Very Quick Thoughts on Brandon Sanderson’s Mega Kickstarter
Context: Brandon Sanderson, who has been a #1 New York Times bestseller as co-writer of the Wheel of Time series and his own Stormlight Archives novels, announced a Kickstarter in which he offered four previously unannounced novels as well as a “Year of Sanderson” swag boxes, all to be delivered in 2023. Announced today, the Kickstarter has already gotten $13 million in pledges, and it’s perfectly reasonable to suggest that by the end of the pledge cycle, it may end up between $20M and $25M in pledges.
This has naturally sent the SF/F publishing world into a bit of a tizzy, with people wondering What It All Means for publishing, and who else in SF/F, or fiction generally, who could do something similar.
Naturally, I have some thoughts on this! Here they are, in no particular order.
1. Kudos to Brandon — it’s nice to see his work over the years has led to this. But I think it’s very important to stress the phrase “over the years” here. Brandon published his first books the same year I did (we were in the same Campbell/Astounding Award class together), and since then he’s both been writing assiduously and developing a merchandising and fulfillment backend of the sort that almost no other writer has done. His writing and work ethic got him the nod to finish the Wheel of Time series, and when that was completed he was able to carry much of that vast fandom into his already existing fandom, and into his own work. He’s done other Kickstarters and has developed a reputation for delivering on what he’s promised; he and his crew have done the legwork in creating specialty items and getting them to fans.
In short: Almost uniquely among modern SF/F authors, Sanderson is positioned not only to have an audience large enough for a vastly successful Kickstarter, but he’s also positioned to follow through on those Kickstarter promises with an already-built organization. The numbers this Kickstarter is generating are large, but in the larger context of his career, his ambition and his work, not ultimately that surprising.

## Data shown
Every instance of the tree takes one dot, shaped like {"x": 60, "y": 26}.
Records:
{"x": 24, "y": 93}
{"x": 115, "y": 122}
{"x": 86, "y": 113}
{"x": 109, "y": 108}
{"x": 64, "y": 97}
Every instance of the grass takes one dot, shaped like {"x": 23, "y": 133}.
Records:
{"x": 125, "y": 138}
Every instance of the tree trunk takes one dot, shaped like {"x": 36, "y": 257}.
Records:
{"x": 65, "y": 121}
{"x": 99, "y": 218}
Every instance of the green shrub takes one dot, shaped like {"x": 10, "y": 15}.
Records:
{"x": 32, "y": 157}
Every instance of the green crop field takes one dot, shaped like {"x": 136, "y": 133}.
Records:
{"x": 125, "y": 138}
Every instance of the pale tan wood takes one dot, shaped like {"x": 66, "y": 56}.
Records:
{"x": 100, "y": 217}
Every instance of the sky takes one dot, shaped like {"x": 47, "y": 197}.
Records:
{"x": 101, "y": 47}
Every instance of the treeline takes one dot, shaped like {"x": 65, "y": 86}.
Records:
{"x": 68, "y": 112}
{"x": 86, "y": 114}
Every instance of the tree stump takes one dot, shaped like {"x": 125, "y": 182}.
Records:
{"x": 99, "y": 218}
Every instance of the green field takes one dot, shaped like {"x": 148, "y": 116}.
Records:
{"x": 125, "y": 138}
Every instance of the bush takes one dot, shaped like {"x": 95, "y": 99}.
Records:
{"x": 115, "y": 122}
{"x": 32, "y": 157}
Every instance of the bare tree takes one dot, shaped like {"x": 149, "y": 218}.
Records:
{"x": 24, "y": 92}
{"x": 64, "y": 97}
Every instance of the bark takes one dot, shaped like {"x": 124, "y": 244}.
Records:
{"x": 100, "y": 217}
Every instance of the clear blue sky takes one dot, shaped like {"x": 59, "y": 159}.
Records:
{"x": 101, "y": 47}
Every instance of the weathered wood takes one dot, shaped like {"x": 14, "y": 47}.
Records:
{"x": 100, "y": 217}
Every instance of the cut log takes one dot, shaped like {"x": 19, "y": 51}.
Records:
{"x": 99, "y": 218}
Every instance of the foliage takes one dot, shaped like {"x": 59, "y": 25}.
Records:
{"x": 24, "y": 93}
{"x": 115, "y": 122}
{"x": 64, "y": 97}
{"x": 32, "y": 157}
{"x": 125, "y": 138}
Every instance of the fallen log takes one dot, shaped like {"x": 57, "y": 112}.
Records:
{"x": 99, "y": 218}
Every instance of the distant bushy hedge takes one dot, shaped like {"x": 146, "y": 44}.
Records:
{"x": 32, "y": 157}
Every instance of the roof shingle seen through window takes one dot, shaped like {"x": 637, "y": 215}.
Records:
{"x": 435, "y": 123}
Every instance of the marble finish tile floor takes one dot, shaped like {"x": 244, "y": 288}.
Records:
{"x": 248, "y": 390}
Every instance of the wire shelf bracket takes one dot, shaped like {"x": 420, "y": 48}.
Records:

## Task prompt
Pick up the post on Brandon Sanderson's Kickstarter where it stops and continue it.

## Result
2. Could any other currently working SF/F writer do this? I’m skeptical. Certainly there are other writers as popular as Brandon, but it’s the backend bit here that I think is easy to overlook as being critical. People are pledging to Brandon’s Kickstarter not only because they’re fans of his work, but also because they have confidence that a) he’s not going to do a Kickstarter fail and run off with their cash, b) that the quality of the books and swag boxes will be as advertised; he’s not going to half-ass it.
Look, running a Kickstarter is hard; I have any number of friends who have done them and all of them will tell you the effort it takes is immense, and what you get in return, after everything is said and done, isn’t always worth it. Lots of people who have funded Kickstarters will tell you similarly; what they’ve gotten is not always worth the money spent. In this case, however, Brandon & company’s previous experience in merch and fulfillment, on Kickstarter and off of it, works in their favor, in a way that someone doing a Kickstarter/fulfillment for the first time can’t realistically hope to match — even writers who have similar fan bases.
The SF/F writers I think could do similarly are people who, like Brandon, have at least some merchandising/fulfillment experience to go along with their writing. Neil Gaiman is one; Pat Rothfuss and George RR Martin are two others (don’t start in here about their publishing frequency; it’s already tiring). Among newer writers, VE Schwab and NK Jemisin are two I think have the goodwill for a very successful Kickstarter, even without a great amount of experience in distribution. After that, things get iffy. There are others who could essentially publish themselves out of petty cash (Stephen King, JK Rowling, James Patterson), but I’m not sure why they would want to bother; their merchandising/distribution set-ups are already well-built out (GRRM is likely and realistically in this category as well).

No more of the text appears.